**Required task:**
Please find each line in the items below that contains the word "plastic", and copy those lines out.

**Exercise data:**
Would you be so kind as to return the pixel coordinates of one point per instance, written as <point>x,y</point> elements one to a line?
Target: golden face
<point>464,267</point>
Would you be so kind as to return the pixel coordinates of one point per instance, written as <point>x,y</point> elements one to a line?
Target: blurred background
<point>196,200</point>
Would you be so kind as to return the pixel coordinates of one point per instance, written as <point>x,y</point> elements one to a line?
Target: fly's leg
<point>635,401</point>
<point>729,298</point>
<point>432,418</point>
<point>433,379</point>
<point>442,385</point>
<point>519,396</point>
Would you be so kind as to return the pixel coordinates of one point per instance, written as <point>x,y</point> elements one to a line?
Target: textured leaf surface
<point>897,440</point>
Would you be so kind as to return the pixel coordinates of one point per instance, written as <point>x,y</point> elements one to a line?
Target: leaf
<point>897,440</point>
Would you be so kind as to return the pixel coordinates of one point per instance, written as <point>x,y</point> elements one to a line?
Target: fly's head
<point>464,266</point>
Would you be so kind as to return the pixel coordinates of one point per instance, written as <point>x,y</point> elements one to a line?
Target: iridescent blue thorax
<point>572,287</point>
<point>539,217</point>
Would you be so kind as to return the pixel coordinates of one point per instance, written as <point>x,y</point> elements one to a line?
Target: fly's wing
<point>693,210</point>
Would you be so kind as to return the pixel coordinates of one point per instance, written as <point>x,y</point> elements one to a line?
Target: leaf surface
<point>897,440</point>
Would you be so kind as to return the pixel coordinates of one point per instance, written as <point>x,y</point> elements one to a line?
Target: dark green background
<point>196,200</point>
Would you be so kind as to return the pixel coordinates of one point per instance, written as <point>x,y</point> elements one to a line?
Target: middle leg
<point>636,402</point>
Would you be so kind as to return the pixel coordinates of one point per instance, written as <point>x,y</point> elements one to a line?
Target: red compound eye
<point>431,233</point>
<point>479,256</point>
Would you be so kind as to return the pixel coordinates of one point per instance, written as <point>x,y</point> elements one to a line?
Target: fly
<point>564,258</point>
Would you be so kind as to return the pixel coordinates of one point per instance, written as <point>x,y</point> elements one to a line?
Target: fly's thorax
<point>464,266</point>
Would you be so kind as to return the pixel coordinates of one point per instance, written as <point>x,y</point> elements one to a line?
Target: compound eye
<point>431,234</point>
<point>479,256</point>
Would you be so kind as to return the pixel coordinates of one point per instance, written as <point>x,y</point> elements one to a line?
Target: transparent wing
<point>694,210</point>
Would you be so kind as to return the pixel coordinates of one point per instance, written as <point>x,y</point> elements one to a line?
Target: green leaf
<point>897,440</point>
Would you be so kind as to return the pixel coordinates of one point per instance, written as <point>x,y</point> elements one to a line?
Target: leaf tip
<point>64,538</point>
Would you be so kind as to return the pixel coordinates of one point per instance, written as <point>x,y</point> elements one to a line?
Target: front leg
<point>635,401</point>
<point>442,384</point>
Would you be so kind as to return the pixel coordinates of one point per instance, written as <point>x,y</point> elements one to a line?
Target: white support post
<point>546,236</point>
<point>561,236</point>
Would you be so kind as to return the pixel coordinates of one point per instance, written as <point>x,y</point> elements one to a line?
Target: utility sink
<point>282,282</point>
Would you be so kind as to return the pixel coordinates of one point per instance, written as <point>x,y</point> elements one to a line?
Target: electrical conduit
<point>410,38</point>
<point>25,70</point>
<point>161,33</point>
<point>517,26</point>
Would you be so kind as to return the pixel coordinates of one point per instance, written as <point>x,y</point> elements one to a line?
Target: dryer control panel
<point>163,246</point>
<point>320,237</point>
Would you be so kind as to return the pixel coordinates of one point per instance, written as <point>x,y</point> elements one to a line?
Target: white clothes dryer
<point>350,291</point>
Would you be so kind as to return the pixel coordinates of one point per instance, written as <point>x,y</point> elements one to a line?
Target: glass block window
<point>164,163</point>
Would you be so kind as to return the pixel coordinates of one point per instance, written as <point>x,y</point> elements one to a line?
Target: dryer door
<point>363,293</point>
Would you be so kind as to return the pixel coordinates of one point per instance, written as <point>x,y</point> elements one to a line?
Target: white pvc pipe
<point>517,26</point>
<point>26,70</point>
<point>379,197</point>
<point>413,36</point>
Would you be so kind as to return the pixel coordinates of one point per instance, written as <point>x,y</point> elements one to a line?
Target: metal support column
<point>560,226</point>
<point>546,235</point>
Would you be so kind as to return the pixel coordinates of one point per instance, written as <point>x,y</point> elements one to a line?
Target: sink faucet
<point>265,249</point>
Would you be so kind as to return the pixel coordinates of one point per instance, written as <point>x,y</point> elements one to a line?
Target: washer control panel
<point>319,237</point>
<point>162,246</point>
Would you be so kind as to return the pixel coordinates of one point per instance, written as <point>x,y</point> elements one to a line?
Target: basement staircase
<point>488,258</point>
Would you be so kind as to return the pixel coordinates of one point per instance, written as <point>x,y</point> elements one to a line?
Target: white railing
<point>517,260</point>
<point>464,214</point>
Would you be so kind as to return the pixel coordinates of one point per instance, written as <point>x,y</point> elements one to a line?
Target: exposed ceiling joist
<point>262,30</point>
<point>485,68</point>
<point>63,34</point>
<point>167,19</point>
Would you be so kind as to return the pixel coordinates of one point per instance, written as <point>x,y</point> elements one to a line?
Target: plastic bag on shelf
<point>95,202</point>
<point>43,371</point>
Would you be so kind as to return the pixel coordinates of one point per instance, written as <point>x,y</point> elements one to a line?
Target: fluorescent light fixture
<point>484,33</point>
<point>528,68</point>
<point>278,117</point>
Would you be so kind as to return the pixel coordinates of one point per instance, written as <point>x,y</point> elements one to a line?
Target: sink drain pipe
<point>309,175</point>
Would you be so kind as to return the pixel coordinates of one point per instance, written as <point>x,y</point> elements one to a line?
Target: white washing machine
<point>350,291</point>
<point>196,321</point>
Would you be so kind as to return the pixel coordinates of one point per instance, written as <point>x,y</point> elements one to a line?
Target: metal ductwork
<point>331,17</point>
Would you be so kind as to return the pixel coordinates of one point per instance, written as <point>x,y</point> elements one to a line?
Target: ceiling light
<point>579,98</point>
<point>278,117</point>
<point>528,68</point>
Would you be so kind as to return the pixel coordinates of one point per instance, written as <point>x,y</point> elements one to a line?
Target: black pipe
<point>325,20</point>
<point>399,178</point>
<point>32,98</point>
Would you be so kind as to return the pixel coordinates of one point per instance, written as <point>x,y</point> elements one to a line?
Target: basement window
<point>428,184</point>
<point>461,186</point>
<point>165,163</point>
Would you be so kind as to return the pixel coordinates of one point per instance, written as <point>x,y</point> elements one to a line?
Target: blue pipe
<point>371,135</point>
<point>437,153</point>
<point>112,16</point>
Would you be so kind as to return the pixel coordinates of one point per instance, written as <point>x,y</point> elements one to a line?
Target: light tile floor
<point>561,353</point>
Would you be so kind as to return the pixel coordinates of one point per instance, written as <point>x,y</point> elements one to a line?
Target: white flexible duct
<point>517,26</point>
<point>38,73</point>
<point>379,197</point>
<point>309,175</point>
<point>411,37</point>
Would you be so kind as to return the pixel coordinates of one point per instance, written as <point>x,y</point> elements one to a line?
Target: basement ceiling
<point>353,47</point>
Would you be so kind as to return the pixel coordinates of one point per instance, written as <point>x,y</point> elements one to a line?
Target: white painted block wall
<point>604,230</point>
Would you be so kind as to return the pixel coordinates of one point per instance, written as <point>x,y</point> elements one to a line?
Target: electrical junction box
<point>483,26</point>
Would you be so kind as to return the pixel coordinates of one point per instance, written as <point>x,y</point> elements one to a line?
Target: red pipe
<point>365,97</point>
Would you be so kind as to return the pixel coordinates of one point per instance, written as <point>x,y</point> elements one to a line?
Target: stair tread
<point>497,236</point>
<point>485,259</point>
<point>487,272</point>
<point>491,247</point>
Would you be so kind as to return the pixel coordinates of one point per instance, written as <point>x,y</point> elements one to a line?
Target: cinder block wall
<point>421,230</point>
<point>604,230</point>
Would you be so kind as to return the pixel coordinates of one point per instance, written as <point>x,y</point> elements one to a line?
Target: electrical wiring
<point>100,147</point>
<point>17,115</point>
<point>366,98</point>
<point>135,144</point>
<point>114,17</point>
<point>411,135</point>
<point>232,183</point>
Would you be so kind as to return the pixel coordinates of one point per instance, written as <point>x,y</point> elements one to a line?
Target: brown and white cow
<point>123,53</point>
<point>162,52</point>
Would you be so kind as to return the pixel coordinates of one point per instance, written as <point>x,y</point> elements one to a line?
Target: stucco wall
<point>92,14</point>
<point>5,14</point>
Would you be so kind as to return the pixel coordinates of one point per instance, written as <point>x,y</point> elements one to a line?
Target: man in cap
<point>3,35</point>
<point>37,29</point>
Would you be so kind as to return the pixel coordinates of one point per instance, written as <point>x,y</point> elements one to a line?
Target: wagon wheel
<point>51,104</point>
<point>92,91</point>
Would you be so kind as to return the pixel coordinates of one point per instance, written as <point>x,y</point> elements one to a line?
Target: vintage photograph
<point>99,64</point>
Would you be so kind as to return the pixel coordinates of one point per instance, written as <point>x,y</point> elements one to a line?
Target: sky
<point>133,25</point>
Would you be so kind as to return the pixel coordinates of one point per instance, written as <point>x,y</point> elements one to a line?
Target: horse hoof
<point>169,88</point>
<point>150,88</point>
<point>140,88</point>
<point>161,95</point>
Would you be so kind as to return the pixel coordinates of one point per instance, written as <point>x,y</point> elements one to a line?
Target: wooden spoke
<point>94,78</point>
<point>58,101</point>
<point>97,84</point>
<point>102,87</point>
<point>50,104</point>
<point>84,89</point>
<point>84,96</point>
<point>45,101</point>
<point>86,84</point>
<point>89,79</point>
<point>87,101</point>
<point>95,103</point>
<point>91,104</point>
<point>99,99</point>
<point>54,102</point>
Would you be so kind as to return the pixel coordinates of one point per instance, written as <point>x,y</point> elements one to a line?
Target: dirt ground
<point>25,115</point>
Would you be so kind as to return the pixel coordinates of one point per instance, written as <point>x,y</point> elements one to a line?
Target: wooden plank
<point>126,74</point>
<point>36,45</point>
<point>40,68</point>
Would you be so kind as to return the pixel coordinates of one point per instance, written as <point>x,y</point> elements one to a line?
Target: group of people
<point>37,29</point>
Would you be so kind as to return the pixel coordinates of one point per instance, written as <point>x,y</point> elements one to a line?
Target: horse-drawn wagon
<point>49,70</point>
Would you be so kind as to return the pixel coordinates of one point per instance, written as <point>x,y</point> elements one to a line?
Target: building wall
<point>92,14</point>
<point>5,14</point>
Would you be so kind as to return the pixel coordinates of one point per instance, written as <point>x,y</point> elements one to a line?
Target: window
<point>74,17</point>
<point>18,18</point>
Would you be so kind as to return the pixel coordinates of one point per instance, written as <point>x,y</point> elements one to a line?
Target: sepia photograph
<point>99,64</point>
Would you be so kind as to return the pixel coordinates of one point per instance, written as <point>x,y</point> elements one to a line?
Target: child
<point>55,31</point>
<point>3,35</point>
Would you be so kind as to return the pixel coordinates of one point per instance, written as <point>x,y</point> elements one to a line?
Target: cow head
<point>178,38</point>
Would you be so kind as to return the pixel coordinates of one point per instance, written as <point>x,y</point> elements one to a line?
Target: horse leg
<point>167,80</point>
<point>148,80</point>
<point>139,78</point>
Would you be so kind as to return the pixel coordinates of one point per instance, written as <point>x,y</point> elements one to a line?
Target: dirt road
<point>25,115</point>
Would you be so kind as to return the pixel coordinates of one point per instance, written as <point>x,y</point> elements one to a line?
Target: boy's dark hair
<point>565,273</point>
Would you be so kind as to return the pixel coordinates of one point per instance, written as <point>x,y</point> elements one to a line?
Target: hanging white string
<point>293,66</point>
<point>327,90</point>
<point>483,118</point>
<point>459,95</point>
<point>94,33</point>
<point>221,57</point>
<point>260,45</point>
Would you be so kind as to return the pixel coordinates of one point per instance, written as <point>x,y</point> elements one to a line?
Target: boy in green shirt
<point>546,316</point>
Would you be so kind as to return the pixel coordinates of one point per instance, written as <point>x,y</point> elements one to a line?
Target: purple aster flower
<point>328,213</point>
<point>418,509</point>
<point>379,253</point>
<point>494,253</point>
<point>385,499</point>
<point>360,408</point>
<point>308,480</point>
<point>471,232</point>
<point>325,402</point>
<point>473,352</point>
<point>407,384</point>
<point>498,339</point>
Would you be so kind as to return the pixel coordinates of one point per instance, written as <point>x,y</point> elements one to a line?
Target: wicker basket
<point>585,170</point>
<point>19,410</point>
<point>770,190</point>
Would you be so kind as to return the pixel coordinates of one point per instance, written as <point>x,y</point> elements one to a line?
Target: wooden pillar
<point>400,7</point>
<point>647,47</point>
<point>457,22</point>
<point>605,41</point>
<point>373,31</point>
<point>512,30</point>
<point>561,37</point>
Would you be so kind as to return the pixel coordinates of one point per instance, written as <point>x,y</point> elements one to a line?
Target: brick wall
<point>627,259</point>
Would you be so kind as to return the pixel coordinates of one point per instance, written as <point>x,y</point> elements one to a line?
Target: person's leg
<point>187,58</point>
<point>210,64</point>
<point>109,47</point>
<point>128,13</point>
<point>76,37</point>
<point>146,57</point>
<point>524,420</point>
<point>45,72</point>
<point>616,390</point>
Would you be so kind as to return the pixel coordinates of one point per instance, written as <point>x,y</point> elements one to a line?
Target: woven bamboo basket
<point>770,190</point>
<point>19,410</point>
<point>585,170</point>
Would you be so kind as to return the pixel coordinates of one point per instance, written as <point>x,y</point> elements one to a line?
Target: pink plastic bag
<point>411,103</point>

**Written response:**
Target: plastic bag on shelf
Target: pink plastic bag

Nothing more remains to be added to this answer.